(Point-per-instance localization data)
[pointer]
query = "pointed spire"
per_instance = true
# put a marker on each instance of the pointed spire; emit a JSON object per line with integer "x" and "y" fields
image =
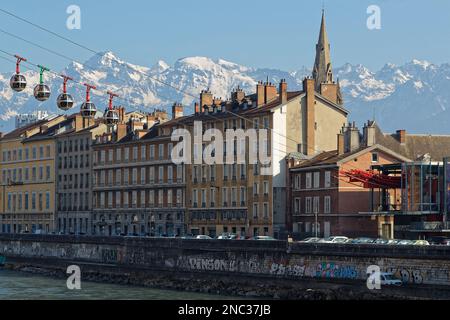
{"x": 339, "y": 98}
{"x": 322, "y": 71}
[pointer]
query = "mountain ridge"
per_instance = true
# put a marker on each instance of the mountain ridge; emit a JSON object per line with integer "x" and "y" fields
{"x": 414, "y": 96}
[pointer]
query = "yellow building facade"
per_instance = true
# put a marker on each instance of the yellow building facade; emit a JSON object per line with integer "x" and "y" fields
{"x": 28, "y": 185}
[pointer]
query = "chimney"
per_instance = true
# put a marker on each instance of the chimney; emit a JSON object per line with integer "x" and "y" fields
{"x": 238, "y": 95}
{"x": 197, "y": 108}
{"x": 341, "y": 143}
{"x": 79, "y": 123}
{"x": 177, "y": 110}
{"x": 401, "y": 136}
{"x": 121, "y": 112}
{"x": 270, "y": 92}
{"x": 369, "y": 134}
{"x": 308, "y": 88}
{"x": 283, "y": 91}
{"x": 260, "y": 94}
{"x": 206, "y": 99}
{"x": 352, "y": 139}
{"x": 121, "y": 131}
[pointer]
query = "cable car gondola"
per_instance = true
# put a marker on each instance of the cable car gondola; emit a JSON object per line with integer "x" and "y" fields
{"x": 42, "y": 91}
{"x": 88, "y": 109}
{"x": 111, "y": 116}
{"x": 18, "y": 81}
{"x": 65, "y": 100}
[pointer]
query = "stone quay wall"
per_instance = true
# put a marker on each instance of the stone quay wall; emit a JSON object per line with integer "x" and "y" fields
{"x": 269, "y": 259}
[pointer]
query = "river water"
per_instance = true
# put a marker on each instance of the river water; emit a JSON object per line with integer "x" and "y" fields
{"x": 22, "y": 286}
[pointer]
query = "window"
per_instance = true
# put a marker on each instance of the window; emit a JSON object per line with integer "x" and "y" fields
{"x": 47, "y": 200}
{"x": 316, "y": 204}
{"x": 161, "y": 174}
{"x": 151, "y": 199}
{"x": 308, "y": 204}
{"x": 203, "y": 198}
{"x": 179, "y": 197}
{"x": 118, "y": 176}
{"x": 327, "y": 179}
{"x": 266, "y": 188}
{"x": 152, "y": 174}
{"x": 134, "y": 176}
{"x": 316, "y": 180}
{"x": 143, "y": 153}
{"x": 374, "y": 157}
{"x": 213, "y": 197}
{"x": 234, "y": 197}
{"x": 170, "y": 174}
{"x": 118, "y": 196}
{"x": 266, "y": 123}
{"x": 142, "y": 175}
{"x": 243, "y": 196}
{"x": 142, "y": 199}
{"x": 297, "y": 205}
{"x": 161, "y": 151}
{"x": 297, "y": 180}
{"x": 152, "y": 152}
{"x": 255, "y": 211}
{"x": 33, "y": 201}
{"x": 255, "y": 189}
{"x": 160, "y": 198}
{"x": 327, "y": 204}
{"x": 308, "y": 180}
{"x": 225, "y": 197}
{"x": 266, "y": 210}
{"x": 126, "y": 178}
{"x": 26, "y": 201}
{"x": 169, "y": 151}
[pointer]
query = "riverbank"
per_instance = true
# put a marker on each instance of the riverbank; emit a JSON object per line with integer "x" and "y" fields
{"x": 237, "y": 287}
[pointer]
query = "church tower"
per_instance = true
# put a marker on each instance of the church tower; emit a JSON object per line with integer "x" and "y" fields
{"x": 323, "y": 70}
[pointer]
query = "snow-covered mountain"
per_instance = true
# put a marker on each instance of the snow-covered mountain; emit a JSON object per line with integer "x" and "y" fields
{"x": 414, "y": 96}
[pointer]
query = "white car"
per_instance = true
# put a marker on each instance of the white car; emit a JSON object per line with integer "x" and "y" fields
{"x": 388, "y": 279}
{"x": 337, "y": 239}
{"x": 203, "y": 237}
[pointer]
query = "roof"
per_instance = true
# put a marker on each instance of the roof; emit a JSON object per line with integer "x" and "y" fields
{"x": 17, "y": 133}
{"x": 416, "y": 146}
{"x": 330, "y": 158}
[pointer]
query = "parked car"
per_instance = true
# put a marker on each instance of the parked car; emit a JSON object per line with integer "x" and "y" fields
{"x": 267, "y": 238}
{"x": 362, "y": 241}
{"x": 421, "y": 243}
{"x": 336, "y": 239}
{"x": 381, "y": 241}
{"x": 203, "y": 237}
{"x": 439, "y": 241}
{"x": 388, "y": 279}
{"x": 310, "y": 240}
{"x": 405, "y": 242}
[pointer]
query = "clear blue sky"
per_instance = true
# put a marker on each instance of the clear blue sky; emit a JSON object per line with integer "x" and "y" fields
{"x": 260, "y": 33}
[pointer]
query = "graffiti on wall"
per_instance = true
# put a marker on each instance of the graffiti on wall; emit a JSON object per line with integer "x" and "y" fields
{"x": 332, "y": 270}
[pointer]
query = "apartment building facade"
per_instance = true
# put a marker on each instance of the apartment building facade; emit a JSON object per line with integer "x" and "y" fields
{"x": 74, "y": 175}
{"x": 28, "y": 179}
{"x": 137, "y": 189}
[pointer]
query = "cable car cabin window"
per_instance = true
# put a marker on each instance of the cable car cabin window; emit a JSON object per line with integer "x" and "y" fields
{"x": 374, "y": 157}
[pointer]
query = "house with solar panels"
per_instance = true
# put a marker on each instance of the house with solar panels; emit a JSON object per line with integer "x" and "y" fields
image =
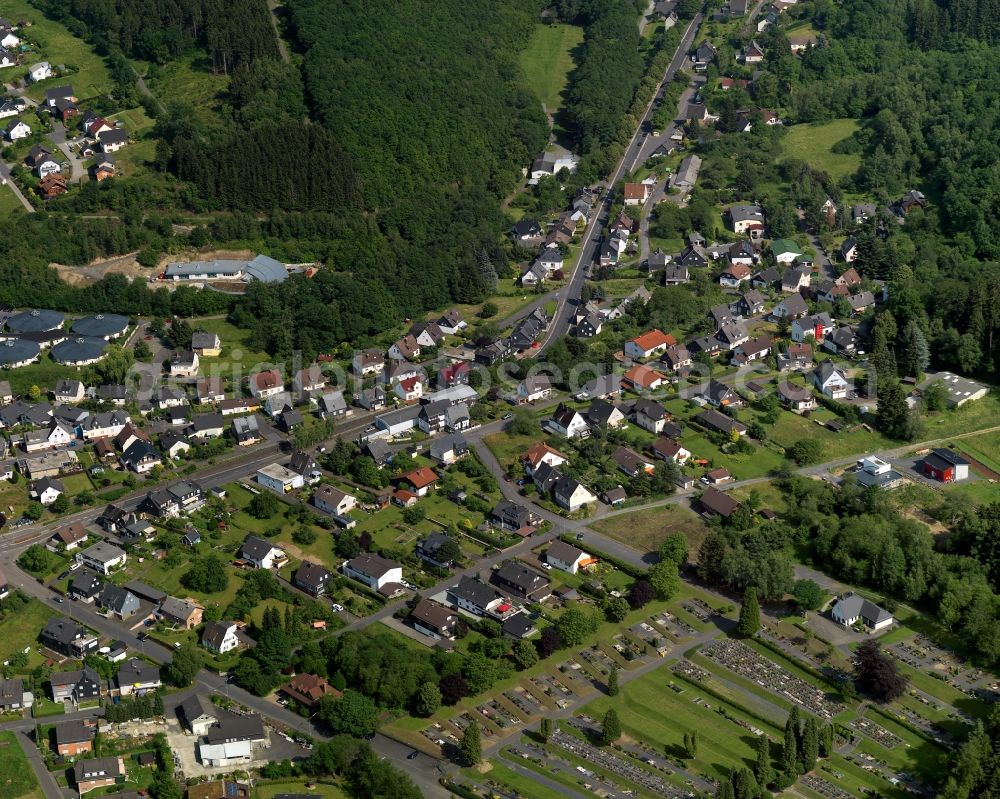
{"x": 262, "y": 268}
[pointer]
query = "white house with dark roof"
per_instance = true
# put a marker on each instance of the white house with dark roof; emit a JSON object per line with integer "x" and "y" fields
{"x": 852, "y": 608}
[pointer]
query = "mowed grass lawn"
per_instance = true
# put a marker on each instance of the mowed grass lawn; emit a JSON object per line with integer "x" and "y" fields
{"x": 19, "y": 630}
{"x": 813, "y": 144}
{"x": 650, "y": 711}
{"x": 17, "y": 780}
{"x": 984, "y": 448}
{"x": 645, "y": 530}
{"x": 548, "y": 60}
{"x": 58, "y": 46}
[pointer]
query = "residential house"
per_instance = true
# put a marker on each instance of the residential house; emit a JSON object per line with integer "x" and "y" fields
{"x": 181, "y": 612}
{"x": 118, "y": 601}
{"x": 261, "y": 554}
{"x": 570, "y": 494}
{"x": 264, "y": 384}
{"x": 568, "y": 422}
{"x": 311, "y": 578}
{"x": 433, "y": 620}
{"x": 449, "y": 448}
{"x": 795, "y": 278}
{"x": 533, "y": 388}
{"x": 815, "y": 326}
{"x": 653, "y": 342}
{"x": 720, "y": 423}
{"x": 332, "y": 500}
{"x": 567, "y": 558}
{"x": 636, "y": 193}
{"x": 368, "y": 362}
{"x": 435, "y": 549}
{"x": 69, "y": 537}
{"x": 98, "y": 772}
{"x": 734, "y": 275}
{"x": 642, "y": 378}
{"x": 184, "y": 364}
{"x": 77, "y": 686}
{"x": 199, "y": 715}
{"x": 750, "y": 303}
{"x": 831, "y": 381}
{"x": 797, "y": 358}
{"x": 791, "y": 307}
{"x": 541, "y": 453}
{"x": 649, "y": 415}
{"x": 406, "y": 349}
{"x": 137, "y": 678}
{"x": 308, "y": 380}
{"x": 68, "y": 638}
{"x": 520, "y": 581}
{"x": 245, "y": 430}
{"x": 308, "y": 689}
{"x": 205, "y": 344}
{"x": 842, "y": 341}
{"x": 719, "y": 395}
{"x": 509, "y": 515}
{"x": 379, "y": 574}
{"x": 220, "y": 637}
{"x": 714, "y": 502}
{"x": 746, "y": 219}
{"x": 602, "y": 412}
{"x": 102, "y": 557}
{"x": 670, "y": 450}
{"x": 796, "y": 398}
{"x": 631, "y": 462}
{"x": 421, "y": 480}
{"x": 945, "y": 466}
{"x": 676, "y": 357}
{"x": 210, "y": 389}
{"x": 479, "y": 598}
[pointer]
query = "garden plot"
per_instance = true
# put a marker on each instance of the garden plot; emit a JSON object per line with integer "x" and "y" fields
{"x": 747, "y": 662}
{"x": 616, "y": 764}
{"x": 878, "y": 734}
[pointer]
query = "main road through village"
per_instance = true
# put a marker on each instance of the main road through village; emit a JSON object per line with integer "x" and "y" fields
{"x": 423, "y": 769}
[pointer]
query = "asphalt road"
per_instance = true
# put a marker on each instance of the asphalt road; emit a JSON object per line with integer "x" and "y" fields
{"x": 591, "y": 241}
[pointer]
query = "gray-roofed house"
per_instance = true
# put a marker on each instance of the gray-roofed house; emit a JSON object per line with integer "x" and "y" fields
{"x": 118, "y": 601}
{"x": 851, "y": 608}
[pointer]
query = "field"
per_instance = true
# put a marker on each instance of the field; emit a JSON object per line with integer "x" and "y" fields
{"x": 21, "y": 629}
{"x": 813, "y": 144}
{"x": 645, "y": 530}
{"x": 548, "y": 60}
{"x": 9, "y": 204}
{"x": 17, "y": 779}
{"x": 58, "y": 46}
{"x": 983, "y": 448}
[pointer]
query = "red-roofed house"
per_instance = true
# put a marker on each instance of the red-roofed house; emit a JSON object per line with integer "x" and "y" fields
{"x": 541, "y": 453}
{"x": 642, "y": 378}
{"x": 650, "y": 343}
{"x": 422, "y": 480}
{"x": 636, "y": 193}
{"x": 409, "y": 390}
{"x": 265, "y": 384}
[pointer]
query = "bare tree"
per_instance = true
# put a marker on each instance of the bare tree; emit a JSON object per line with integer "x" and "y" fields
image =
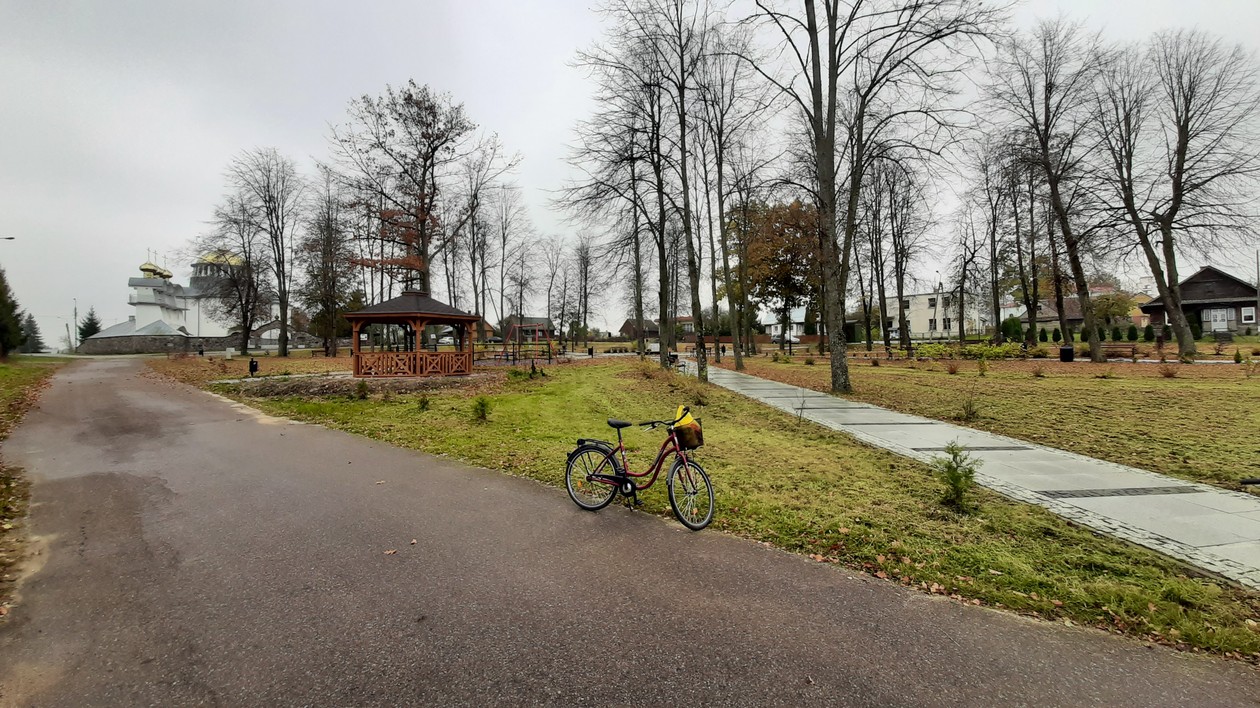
{"x": 1178, "y": 124}
{"x": 398, "y": 146}
{"x": 897, "y": 61}
{"x": 324, "y": 256}
{"x": 1043, "y": 81}
{"x": 236, "y": 250}
{"x": 275, "y": 190}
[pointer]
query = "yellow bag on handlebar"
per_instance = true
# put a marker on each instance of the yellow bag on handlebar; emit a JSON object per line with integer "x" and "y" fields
{"x": 688, "y": 430}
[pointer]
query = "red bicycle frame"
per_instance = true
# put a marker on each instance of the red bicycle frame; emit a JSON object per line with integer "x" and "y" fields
{"x": 667, "y": 446}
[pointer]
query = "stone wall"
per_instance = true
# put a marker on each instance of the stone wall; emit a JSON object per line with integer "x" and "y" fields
{"x": 150, "y": 344}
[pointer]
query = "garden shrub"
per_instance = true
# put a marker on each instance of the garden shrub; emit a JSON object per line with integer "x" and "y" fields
{"x": 958, "y": 474}
{"x": 936, "y": 350}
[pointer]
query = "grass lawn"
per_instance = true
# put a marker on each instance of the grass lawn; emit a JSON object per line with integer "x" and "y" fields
{"x": 20, "y": 382}
{"x": 817, "y": 493}
{"x": 200, "y": 369}
{"x": 1203, "y": 425}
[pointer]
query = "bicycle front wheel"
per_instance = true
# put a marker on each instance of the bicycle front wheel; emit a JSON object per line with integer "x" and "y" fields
{"x": 586, "y": 493}
{"x": 691, "y": 494}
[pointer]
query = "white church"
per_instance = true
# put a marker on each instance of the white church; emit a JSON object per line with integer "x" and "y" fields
{"x": 169, "y": 316}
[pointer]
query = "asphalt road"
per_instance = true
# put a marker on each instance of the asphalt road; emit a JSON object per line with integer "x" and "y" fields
{"x": 194, "y": 552}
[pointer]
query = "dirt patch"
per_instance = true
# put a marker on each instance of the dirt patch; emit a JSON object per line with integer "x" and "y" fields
{"x": 324, "y": 387}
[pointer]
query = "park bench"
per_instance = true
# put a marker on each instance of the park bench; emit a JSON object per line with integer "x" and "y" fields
{"x": 1118, "y": 349}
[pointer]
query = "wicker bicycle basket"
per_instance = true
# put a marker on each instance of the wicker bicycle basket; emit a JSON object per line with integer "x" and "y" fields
{"x": 689, "y": 435}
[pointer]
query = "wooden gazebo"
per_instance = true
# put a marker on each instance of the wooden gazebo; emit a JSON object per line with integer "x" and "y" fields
{"x": 413, "y": 311}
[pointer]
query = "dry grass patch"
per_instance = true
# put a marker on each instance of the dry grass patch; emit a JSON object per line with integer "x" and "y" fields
{"x": 1200, "y": 425}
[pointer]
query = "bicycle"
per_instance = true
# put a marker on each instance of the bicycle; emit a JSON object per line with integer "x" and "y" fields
{"x": 594, "y": 475}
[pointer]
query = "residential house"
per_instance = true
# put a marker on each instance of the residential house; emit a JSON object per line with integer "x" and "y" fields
{"x": 934, "y": 315}
{"x": 538, "y": 324}
{"x": 650, "y": 329}
{"x": 1217, "y": 300}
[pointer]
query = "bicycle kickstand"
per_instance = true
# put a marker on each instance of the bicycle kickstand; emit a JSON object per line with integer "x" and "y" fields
{"x": 633, "y": 500}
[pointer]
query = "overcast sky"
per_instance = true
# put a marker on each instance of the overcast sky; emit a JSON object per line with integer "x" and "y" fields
{"x": 117, "y": 117}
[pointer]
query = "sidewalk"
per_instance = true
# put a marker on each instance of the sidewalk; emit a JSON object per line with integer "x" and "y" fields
{"x": 1211, "y": 528}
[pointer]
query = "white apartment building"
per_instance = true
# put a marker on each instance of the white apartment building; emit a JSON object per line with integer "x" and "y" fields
{"x": 934, "y": 315}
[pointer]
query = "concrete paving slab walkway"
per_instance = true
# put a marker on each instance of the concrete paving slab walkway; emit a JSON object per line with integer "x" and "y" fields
{"x": 1207, "y": 527}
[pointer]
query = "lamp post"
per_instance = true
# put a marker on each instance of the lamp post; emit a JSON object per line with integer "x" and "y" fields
{"x": 936, "y": 321}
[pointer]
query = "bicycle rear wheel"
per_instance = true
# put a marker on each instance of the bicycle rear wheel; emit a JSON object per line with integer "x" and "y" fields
{"x": 589, "y": 494}
{"x": 691, "y": 495}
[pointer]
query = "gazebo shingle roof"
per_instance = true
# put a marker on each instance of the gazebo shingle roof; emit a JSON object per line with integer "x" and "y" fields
{"x": 412, "y": 302}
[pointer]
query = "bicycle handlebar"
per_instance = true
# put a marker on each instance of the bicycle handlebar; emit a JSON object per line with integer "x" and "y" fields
{"x": 654, "y": 423}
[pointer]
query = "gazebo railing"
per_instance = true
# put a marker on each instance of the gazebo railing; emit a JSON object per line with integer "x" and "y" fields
{"x": 412, "y": 363}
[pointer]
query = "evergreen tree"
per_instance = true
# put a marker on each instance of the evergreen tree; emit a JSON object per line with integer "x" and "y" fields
{"x": 10, "y": 326}
{"x": 90, "y": 325}
{"x": 32, "y": 339}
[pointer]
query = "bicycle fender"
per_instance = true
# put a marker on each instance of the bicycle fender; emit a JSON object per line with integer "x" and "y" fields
{"x": 604, "y": 445}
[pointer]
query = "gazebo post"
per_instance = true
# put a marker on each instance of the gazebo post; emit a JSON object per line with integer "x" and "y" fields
{"x": 354, "y": 345}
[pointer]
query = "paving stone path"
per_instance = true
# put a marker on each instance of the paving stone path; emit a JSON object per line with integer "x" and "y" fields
{"x": 1207, "y": 527}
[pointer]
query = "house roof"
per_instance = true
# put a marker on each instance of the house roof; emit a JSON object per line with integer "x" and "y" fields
{"x": 129, "y": 329}
{"x": 648, "y": 325}
{"x": 411, "y": 302}
{"x": 521, "y": 320}
{"x": 1207, "y": 286}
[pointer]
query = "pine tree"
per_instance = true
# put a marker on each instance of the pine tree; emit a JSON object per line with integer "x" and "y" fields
{"x": 90, "y": 325}
{"x": 32, "y": 339}
{"x": 10, "y": 326}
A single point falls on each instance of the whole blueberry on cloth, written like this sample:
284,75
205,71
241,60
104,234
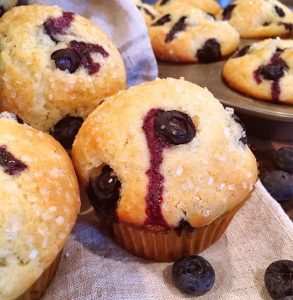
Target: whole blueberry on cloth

_What is expected_:
Whenever a line above has the word "blueberry" in it, copy that line.

_Answer for this exercise_:
A single point falls on each instance of the whole blueberry on cloth, written like this sample:
Target: whole blueberry on cloth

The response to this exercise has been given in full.